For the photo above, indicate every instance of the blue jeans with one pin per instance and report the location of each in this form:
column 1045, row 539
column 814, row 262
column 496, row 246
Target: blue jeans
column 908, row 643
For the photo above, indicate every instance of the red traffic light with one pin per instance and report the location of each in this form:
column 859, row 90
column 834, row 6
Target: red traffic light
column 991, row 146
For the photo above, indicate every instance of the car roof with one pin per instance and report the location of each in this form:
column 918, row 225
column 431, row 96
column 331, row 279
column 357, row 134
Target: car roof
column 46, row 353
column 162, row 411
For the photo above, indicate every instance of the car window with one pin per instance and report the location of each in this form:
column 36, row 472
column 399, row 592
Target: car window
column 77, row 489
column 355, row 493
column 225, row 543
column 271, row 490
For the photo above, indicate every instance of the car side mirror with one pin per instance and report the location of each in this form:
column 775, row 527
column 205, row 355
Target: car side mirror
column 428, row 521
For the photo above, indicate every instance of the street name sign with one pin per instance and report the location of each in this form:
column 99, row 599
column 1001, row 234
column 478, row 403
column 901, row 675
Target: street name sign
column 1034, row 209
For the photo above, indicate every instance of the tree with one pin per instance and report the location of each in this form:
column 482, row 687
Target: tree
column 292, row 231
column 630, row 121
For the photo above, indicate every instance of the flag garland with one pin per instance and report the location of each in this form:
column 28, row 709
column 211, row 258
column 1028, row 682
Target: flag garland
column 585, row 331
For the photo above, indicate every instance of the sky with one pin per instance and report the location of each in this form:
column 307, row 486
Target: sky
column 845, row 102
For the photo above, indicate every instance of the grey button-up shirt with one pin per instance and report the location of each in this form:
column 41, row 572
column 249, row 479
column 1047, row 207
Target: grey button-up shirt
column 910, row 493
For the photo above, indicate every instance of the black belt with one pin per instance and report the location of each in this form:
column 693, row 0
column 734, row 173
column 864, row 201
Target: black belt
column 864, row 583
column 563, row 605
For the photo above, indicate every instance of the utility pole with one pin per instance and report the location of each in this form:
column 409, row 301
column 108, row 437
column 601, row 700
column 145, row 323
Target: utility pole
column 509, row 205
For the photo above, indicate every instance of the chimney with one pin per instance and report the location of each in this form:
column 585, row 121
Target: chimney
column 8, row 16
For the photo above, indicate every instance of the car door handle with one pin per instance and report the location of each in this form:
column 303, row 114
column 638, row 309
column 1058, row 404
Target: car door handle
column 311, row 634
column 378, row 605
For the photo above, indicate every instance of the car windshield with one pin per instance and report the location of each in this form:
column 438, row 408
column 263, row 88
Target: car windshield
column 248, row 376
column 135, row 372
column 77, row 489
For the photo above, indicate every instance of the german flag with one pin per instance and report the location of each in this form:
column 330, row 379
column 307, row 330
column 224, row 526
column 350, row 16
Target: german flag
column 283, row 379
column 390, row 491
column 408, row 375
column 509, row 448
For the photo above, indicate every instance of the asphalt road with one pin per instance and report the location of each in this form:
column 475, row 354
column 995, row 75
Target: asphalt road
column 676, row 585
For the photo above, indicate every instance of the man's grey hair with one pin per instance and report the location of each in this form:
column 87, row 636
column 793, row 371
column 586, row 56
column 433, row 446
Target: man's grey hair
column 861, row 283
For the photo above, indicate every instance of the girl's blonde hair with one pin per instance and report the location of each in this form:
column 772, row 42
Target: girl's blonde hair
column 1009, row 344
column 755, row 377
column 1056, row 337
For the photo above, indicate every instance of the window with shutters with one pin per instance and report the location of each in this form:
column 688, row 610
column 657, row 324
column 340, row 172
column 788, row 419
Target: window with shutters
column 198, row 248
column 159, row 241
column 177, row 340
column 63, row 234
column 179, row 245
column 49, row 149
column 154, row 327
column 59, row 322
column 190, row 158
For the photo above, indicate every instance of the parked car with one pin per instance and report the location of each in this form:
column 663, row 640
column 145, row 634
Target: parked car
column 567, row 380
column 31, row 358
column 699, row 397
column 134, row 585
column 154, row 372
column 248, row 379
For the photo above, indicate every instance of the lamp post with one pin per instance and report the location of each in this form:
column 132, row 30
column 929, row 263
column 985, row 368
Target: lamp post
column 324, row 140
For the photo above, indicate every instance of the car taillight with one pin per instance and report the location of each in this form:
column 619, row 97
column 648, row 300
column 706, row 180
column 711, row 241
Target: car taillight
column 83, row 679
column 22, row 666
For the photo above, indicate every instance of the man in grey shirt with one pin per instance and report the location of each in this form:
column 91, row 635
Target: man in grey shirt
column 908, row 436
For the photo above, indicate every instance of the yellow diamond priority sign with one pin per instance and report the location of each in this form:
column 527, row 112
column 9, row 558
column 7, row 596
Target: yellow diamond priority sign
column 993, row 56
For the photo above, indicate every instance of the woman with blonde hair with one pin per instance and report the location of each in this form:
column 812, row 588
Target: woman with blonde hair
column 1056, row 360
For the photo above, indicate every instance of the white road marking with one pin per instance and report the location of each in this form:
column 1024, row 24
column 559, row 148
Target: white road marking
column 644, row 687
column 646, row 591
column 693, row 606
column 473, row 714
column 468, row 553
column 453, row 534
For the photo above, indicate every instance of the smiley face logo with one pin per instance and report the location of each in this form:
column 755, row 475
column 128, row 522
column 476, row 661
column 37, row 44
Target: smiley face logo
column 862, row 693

**Aim of the task**
Please rewrite the records as a numbered list, beginning with the line containing "For the photo above, indicate every instance of the white" and continuing through the last line of the records, leaving out any blank lines.

**Output of the exercise**
1. For the photo above, indicate every instance of the white road marking with one pin per instance and report the location of each in this form:
2. column 1024, row 24
3. column 559, row 148
4. Target: white road marking
5. column 644, row 687
6. column 646, row 591
7. column 693, row 606
8. column 473, row 714
9. column 468, row 553
10. column 453, row 534
11. For the photo above, indicate every instance of the smiley face logo with one pin per instance and report the location of each in this form:
12. column 755, row 475
13. column 128, row 522
14. column 476, row 661
15. column 37, row 44
16. Target: smiley face logo
17. column 862, row 693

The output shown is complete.